(Stored items from a collection)
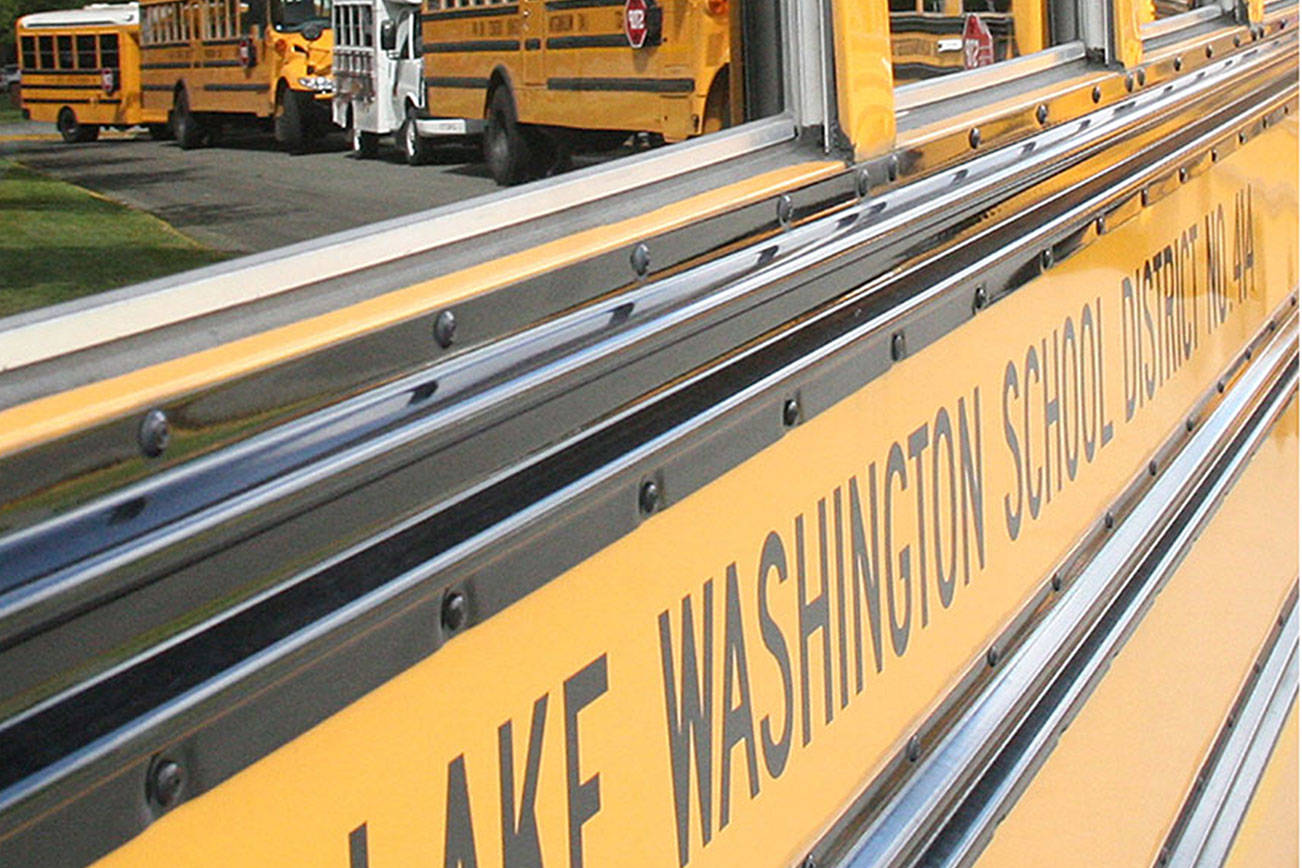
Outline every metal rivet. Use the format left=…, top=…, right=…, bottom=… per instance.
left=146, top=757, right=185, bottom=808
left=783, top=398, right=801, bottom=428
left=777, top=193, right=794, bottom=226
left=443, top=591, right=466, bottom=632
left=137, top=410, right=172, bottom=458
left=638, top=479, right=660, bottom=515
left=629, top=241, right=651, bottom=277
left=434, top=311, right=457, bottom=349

SET TASK: Please rewrite every row above with "metal rivet" replaced by "brass stud", keeping everything else unchanged. Leave the pictures out of your answer.

REPLY TO THE EXERCISE:
Outline every brass stud. Use the format left=…, top=…, right=…, bottom=… per instance.
left=146, top=757, right=185, bottom=808
left=783, top=398, right=801, bottom=428
left=777, top=193, right=794, bottom=226
left=443, top=591, right=466, bottom=632
left=137, top=410, right=172, bottom=458
left=638, top=479, right=660, bottom=515
left=629, top=241, right=651, bottom=277
left=434, top=311, right=457, bottom=349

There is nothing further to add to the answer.